→ **What you have to do**: In the records that follow, count the lines where the string "person" appears, and give the count with nothing added.

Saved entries
§
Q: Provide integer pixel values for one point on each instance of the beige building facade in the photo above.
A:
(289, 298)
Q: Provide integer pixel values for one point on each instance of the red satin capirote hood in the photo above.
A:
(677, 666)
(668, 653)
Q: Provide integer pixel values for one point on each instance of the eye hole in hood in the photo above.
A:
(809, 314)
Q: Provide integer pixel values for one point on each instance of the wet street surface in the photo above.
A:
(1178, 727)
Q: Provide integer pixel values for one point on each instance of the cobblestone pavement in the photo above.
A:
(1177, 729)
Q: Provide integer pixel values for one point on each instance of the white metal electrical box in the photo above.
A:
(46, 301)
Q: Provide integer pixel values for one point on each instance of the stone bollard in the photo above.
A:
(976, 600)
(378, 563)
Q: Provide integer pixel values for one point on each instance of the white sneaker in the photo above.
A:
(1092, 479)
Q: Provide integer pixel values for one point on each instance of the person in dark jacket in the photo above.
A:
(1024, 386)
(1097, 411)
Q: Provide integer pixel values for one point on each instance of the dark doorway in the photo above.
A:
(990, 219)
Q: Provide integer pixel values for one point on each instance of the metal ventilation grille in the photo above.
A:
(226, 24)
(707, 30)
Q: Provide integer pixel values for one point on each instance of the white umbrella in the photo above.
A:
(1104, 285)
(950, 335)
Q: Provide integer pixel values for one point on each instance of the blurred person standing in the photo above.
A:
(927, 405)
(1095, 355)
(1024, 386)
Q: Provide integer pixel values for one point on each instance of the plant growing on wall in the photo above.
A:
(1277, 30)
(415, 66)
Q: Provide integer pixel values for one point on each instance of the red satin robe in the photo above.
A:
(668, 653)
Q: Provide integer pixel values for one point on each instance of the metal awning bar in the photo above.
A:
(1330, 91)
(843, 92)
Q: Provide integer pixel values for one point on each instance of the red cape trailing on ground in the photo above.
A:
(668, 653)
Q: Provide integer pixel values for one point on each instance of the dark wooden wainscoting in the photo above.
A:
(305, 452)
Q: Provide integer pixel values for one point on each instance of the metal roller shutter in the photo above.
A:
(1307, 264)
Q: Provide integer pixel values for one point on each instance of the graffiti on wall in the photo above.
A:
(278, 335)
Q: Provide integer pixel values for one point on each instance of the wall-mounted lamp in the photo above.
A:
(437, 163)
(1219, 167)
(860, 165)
§
→ **Result of the exercise**: 2